== Segment start ==

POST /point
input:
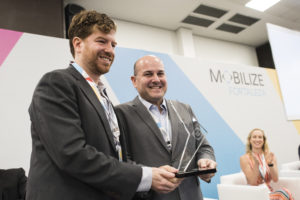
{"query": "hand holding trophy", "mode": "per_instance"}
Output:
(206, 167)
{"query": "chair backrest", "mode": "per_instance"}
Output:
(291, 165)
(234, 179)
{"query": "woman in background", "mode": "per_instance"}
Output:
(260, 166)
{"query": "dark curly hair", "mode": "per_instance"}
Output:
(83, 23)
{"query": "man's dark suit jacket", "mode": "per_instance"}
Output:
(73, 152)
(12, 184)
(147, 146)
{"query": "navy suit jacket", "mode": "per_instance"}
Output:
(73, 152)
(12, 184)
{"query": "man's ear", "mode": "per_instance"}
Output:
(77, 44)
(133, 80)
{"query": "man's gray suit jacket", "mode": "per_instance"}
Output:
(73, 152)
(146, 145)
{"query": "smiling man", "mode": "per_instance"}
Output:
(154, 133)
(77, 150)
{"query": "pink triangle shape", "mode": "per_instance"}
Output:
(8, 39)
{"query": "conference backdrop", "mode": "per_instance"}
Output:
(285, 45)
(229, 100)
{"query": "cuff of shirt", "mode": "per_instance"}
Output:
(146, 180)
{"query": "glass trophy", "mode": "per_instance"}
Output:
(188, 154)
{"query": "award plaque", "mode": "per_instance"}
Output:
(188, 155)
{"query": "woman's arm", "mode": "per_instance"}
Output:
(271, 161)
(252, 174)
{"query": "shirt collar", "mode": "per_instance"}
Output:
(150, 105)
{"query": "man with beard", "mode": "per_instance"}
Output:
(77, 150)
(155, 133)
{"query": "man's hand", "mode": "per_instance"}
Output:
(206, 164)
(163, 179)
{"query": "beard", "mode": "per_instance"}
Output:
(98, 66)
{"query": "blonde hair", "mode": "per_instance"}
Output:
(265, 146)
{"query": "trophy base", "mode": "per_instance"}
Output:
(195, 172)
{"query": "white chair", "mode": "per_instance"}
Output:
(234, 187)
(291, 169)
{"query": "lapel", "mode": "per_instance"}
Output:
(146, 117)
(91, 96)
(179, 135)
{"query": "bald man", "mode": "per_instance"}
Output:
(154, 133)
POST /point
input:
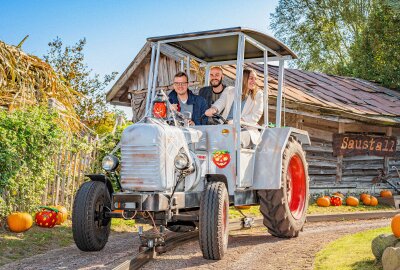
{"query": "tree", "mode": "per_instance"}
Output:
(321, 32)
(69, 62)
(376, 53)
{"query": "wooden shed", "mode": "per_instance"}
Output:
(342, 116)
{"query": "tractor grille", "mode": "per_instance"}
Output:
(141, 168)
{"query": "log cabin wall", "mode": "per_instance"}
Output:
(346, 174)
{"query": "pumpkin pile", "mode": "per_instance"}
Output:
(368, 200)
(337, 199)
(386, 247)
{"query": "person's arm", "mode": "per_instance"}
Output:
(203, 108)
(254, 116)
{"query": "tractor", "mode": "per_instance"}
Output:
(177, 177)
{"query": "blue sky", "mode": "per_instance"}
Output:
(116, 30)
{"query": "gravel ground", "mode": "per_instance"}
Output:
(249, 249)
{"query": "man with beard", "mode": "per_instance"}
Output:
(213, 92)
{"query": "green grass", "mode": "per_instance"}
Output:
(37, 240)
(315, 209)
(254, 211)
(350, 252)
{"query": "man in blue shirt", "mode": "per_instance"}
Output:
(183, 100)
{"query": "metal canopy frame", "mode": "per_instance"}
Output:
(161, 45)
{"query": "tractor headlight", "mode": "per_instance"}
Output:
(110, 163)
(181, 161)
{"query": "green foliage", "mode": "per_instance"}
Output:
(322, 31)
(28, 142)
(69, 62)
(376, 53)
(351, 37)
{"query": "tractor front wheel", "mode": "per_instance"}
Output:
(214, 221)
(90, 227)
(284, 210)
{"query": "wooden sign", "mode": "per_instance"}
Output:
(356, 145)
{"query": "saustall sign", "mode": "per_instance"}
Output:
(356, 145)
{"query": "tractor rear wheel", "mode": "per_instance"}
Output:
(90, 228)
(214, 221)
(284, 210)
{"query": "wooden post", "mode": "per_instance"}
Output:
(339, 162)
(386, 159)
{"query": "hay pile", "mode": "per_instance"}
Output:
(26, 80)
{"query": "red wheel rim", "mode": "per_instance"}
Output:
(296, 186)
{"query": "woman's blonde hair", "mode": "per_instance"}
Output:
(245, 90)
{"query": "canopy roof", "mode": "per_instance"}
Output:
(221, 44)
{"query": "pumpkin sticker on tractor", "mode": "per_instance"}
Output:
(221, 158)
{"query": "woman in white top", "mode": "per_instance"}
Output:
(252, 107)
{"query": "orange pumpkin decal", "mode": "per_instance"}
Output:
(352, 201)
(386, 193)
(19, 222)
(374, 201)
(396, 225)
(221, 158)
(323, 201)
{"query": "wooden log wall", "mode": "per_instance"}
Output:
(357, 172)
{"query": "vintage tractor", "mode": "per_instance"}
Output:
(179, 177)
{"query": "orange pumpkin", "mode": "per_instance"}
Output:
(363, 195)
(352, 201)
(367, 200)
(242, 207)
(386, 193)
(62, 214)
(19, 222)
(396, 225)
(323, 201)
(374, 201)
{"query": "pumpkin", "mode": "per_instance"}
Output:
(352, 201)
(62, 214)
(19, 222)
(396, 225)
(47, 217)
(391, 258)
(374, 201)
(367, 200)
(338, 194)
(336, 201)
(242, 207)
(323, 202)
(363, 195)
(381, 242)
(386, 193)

== Segment end ==

YOUR ASSIGNMENT:
Repeat the records in full, exactly as they appear, but with the pictures removed.

WRITTEN ANSWER:
POST /point
input:
{"query": "hand holding trophy", "mode": "per_instance"}
Output:
(206, 167)
{"query": "chair backrest", "mode": "per_instance"}
Output:
(291, 165)
(234, 179)
{"query": "woman in background", "mode": "per_instance"}
Output:
(260, 166)
{"query": "dark curly hair", "mode": "per_instance"}
Output:
(83, 23)
{"query": "man's dark suit jacket", "mode": "per_instance"}
Output:
(73, 152)
(12, 184)
(147, 146)
{"query": "navy suit jacket", "mode": "per_instance"}
Output:
(73, 152)
(12, 184)
{"query": "man's ear", "mode": "per_instance"}
Output:
(77, 44)
(133, 80)
{"query": "man's gray suit jacket", "mode": "per_instance"}
Output:
(73, 152)
(146, 145)
{"query": "smiling man", "mode": "per_instance"}
Output:
(154, 133)
(77, 150)
{"query": "pink triangle shape", "mode": "per_instance"}
Output:
(8, 39)
{"query": "conference backdrop", "mode": "per_instance"}
Output:
(285, 45)
(229, 100)
{"query": "cuff of shirt", "mode": "per_instance"}
Output:
(146, 180)
{"query": "glass trophy", "mode": "per_instance"}
Output:
(188, 154)
{"query": "award plaque", "mode": "per_instance"}
Output:
(188, 155)
{"query": "woman's arm", "mode": "per_instance"}
Output:
(271, 161)
(252, 174)
{"query": "shirt collar", "mode": "per_instance"}
Output:
(150, 105)
{"query": "man with beard", "mode": "per_instance"}
Output:
(77, 150)
(155, 133)
{"query": "man's hand", "mode": "per_instance"}
Output:
(206, 164)
(163, 179)
{"query": "beard", "mode": "per_instance"}
Output:
(98, 66)
{"query": "blonde hair", "mode": "per_instance"}
Output:
(265, 146)
{"query": "trophy base", "mode": "per_instance"}
Output:
(195, 172)
{"query": "white chair", "mode": "per_instance"}
Output:
(234, 187)
(291, 169)
{"query": "lapel", "mode": "per_instance"}
Output:
(146, 117)
(91, 96)
(179, 135)
{"query": "bald man", "mode": "per_instance"}
Output:
(154, 133)
POST /point
input:
{"query": "tree", "mode": "per_instance"}
Output:
(321, 32)
(69, 62)
(376, 53)
{"query": "wooden shed", "mode": "per_instance"}
Output:
(342, 116)
{"query": "tractor grille", "mode": "per_instance"}
Output:
(141, 168)
{"query": "log cabin wall", "mode": "per_instance"}
Output:
(346, 174)
{"query": "pumpkin pile", "mode": "per_instance"}
Output:
(368, 200)
(337, 199)
(386, 247)
{"query": "person's arm", "mode": "per_instance"}
Output:
(203, 108)
(254, 116)
{"query": "tractor", "mode": "per_instance"}
Output:
(177, 177)
{"query": "blue sky", "mode": "per_instance"}
Output:
(116, 30)
{"query": "gravel ground", "mode": "per_instance"}
Output:
(249, 249)
{"query": "man with beard", "mode": "per_instance"}
Output:
(213, 92)
{"query": "green grass", "mode": "per_instance"}
Output:
(37, 240)
(315, 209)
(254, 211)
(350, 252)
{"query": "man in blue shirt", "mode": "per_instance"}
Output:
(183, 100)
{"query": "metal canopy frame", "mode": "per_instance"}
Output:
(161, 45)
{"query": "tractor headlight", "mode": "per_instance"}
Output:
(110, 163)
(181, 161)
{"query": "green foliage", "mode": "per_instance"}
Output:
(322, 31)
(28, 142)
(69, 62)
(376, 53)
(351, 37)
{"query": "tractor front wheel", "mode": "per_instance"}
Output:
(214, 221)
(90, 227)
(284, 210)
{"query": "wooden sign", "mode": "per_instance"}
Output:
(356, 145)
{"query": "saustall sign", "mode": "per_instance"}
Output:
(356, 145)
{"query": "tractor rear wheel", "mode": "per_instance"}
Output:
(90, 228)
(214, 221)
(284, 210)
{"query": "wooden post", "mode": "per_instance"}
Output:
(339, 162)
(386, 159)
{"query": "hay pile", "mode": "per_instance"}
Output:
(26, 80)
{"query": "red wheel rim", "mode": "per_instance"}
Output:
(296, 186)
{"query": "woman's blonde hair", "mode": "per_instance"}
Output:
(245, 90)
{"query": "canopy roof", "mode": "per_instance"}
Output:
(221, 44)
{"query": "pumpkin sticker on tractor", "mode": "per_instance"}
Output:
(221, 158)
{"query": "woman in white top", "mode": "per_instance"}
Output:
(252, 107)
{"query": "orange pumpkin decal", "mode": "per_instance"}
Output:
(352, 201)
(386, 193)
(19, 222)
(374, 201)
(396, 225)
(221, 158)
(323, 201)
{"query": "wooden log wall", "mode": "per_instance"}
Output:
(357, 172)
{"query": "vintage tractor", "mode": "per_instance"}
Output:
(179, 177)
{"query": "orange pumpkin", "mode": "per_instance"}
Output:
(363, 195)
(352, 201)
(367, 200)
(242, 207)
(386, 193)
(62, 214)
(19, 222)
(396, 225)
(323, 201)
(374, 201)
{"query": "pumpkin", "mode": "per_instance"}
Output:
(352, 201)
(62, 214)
(19, 222)
(396, 225)
(47, 217)
(391, 258)
(374, 201)
(367, 200)
(338, 194)
(336, 201)
(242, 207)
(323, 202)
(363, 195)
(381, 242)
(386, 193)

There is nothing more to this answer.